(ЗАДАНИЯ):
1) Выпишите из фрагмента о КТИЛПе все названия газеты и стихотворных произведений, которые там приводятся.
2) Продолжите фрагмент о КТИЛПе, начиная сразу после его последнего предложения.

(ИСХОДНЫЙ ФРАГМЕНТ):
━━━━━━

Многое в этих материалах связано с КТИЛПом — расшифровка — Киевский технологический институт лёгкой промышленности, ныне выросший в многоэтажный корпус, и в последние годы трансформированный в университет, где студенты овладевают новыми технологиями и премудростями дизайна — трудно сказать, насколько всё это в обозримом будущем достаточно реализуется в нынешней Украине.

Вернувшись из Москвы к родным в Киев в самом начале 1946 года, с зачеткой из московского института стали — об окончании первого семестра, перевёлся на второй экономического факультета. Но после окончания первого курса захотел — неосознанно, но по наитию свыше — уверовал к старости в таковое — на химический факультет, и правильно сделал — в том смысле, что и это сыграло благотворную роль в моей судьбе, при всём том, что пришлось работать в цехах вредных производств, посменно. Впрочем, и вообще то в жизни, что сразу казалось личной трагедией — бoльших или меньших масштабов — в конечном счёте было благом для линии моей судьбы, можно считать в целом счастливой.

К четвёртому курсу я сделался заметной личностью в институте, активным комсомольским общественником, что впрочем, не мешало озадачивать на комсомольском общем собрании секретаря райкома совершенно неуместными вопросами и репликами. Редактировал "меловую" газету — "Прожектор", ежедневную, сатирическую, и будучи, честно говоря, неважным студентом, слабо вникая в преподаваемые технические дисциплины, что не помешало впоследствии и преподавать некоторые в техникуме, и достаточно глубоко разбираться с некоторыми аспектами химии, физики, разных технологий при работе над сценариями учебных фильмов, — к четвёртому курсу умудрился выбиться в отличники и портрет мой красовался на институтской доске почёта. Однако во всё время учёбы в КТИЛПе балуясь юмористическими стихотворениями, пользующимися успехом в студенческой среде, накатал, можно сказать, поэму "Кукибниада" — посвященную вновь назначенному, как выяснилось по блату, директору Кукибному, переведенному откуда-то из провинции, благодаря протекции высокопоставленного родича. Конечно, в этих стихах фантазия моя разгулялась, но по сути — так оно и было.

Поэма получила как говорится широкую огласку, и меня с треском исключили из института вместе с Шурой Палатной — об этом надо отдельно и подробней, и также из комсомола, и я через некоторое время начал работать на киевском кожзаводе, лаборантом и защитил диплом заочного московского института аналогичного профиля в 1952 году. Привожу без изменений текст и "Кукибниады", и последующего "Прощай, мой КТИЛП!". Предполагаю про некоторых упоминаемых во втором произведении сообщить что-то дополнительно, небезынтересное, как мне кажется, или имеющее продолжение в моих встречах в последующие годы.

━━━━━━

(ЗАПИСИ):

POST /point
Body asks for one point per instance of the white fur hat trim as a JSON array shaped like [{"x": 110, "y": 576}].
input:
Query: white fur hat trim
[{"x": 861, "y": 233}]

━━━━━━

(ОЖИДАЕМЫЕ ОТВЕТЫ):
1) «Прожектор», «Кукибниада», «Прощай, мой КТИЛП!»

2)
Кукибниада

Посвящение

Мне лавр Анохина не надо,

и слава Рецкого — к чему?

Пускай моя Кукибниада

послужит смеху одному.

Меня он любит — смех мятежный

и вдохновенье в тишине.

А девять муз — дочурок нежных

давно в подруги прочит мне.

Но сохранит меня мой демон,

а то, надев свои очки,

прочтёт герой моей поэмы

творенье вспыльчивой руки.

И скажет в скромном кабинете

тому, кого я так боюсь:

"Нам наплевать на штучки эти,

но до него я доберусь!"

И под ликующие крики,

карман приспешников согрев,

уйдёт всея КТИЛПа владыка…

О, страшен А. Кукибный гнев!

I

Возле базара КТИЛП ютится,

часы висят на КТИЛПе том,

ни днём, ни ночью всем не спится —

Кукибный бегает кругом.

Идёт направо — песнь заводит —

какой в столовой чудный фарш,

налево — девочек уводит

как постоянных секретарш.

То со стипендии снимает,

а то и выговор даёт,

и каждый в институте знает,

какой у нас учёный кот.

Порой рассказывает сказки —

и на собраниях, и так,

одарит приближенных лаской,

а кто с умом — тот злейший враг.

Теперь в его недлинной свите

турченковидные козлы,

которым видно Бог-родитель

характер дал из-под полы.

Таких Кукибных нет на свете,

по крайности — в СССР.

Так за какую добродетель

он к нам посажен, например?

За красноречье — вы смеётесь?

Авторитет, учёность, ум...

Нет. Но в одном не ошибётесь:

за то, что где-то сват иль кум…

Но этой небольшой проблеме

не станем время посвящать,

нам жизнь Кукибного в поэме

пора подробней освещать.

II

Родился он в долине Нила

( на берег вынесла волна )

иные говорят — из ила,

другие — просто из говна.

Не будем спорить. Не имеет

значенья это, хоть порой

над ним ужасно тяготеет

наследственности дар былой.

Не потому ли в кабинете

клеёнкой двери он оббил?

Решеткой что не оградил? —

неосторожно могут дети

играть поодаль и попасть

в его прожорливую пасть…

Когда ж ему минуло десять,

скопил он денег пять рублей,

дощечку заказал. Повесить

её хотел он у дверей,

а на дощечке той "директор"

красивым шрифтом написал.

Какие смелые проекты

уже тогда он создавал!..

III

О, где мне взять такое слово,

что в нашем сердце прозвенит —

воспеть Кукибного младого

и красоту его ланит!

Был, может, жертвой рока злого,

любил безумно, мстил врагу…

Но вот в студенческой столовой

его представить не могу.

А вот когда во время НЭПа

творились тёмные дела,

мещанства маленькая крепость

его бы приютить могла.

У старой вдовушки спросонья

он пил, и ел бифштекс в крови,

тогда он пользу женщин понял,

и счастье истинной любви.

Потом пошли года скитаний,

уже он зав, уже он доц,

уже еврей, помощник ранний

прозвал его "товарищ поц".

И жребий наконец решился,

взошла, взошла его заря!

он в КТИЛП торжественно явился,

как говорят, благодаря…

IV

Сначала был метлою новой

( хотя сердца не жег огнём )

блаженной памяти Щеглова

бывало слушался во всём.

Порою сижывал он томно

а ла турецкий падишах,

не упражнялся он в речах,

и в общем был он мальчик скромный.

А после — верх взяла порода,

и, как животное одно,

придя почти что с огорода

на стол он влез. И как смешно

сначала это показалось.

Но скоро — все почти в петле:

ведь слишком мало оставалось

на том возвышенном столе.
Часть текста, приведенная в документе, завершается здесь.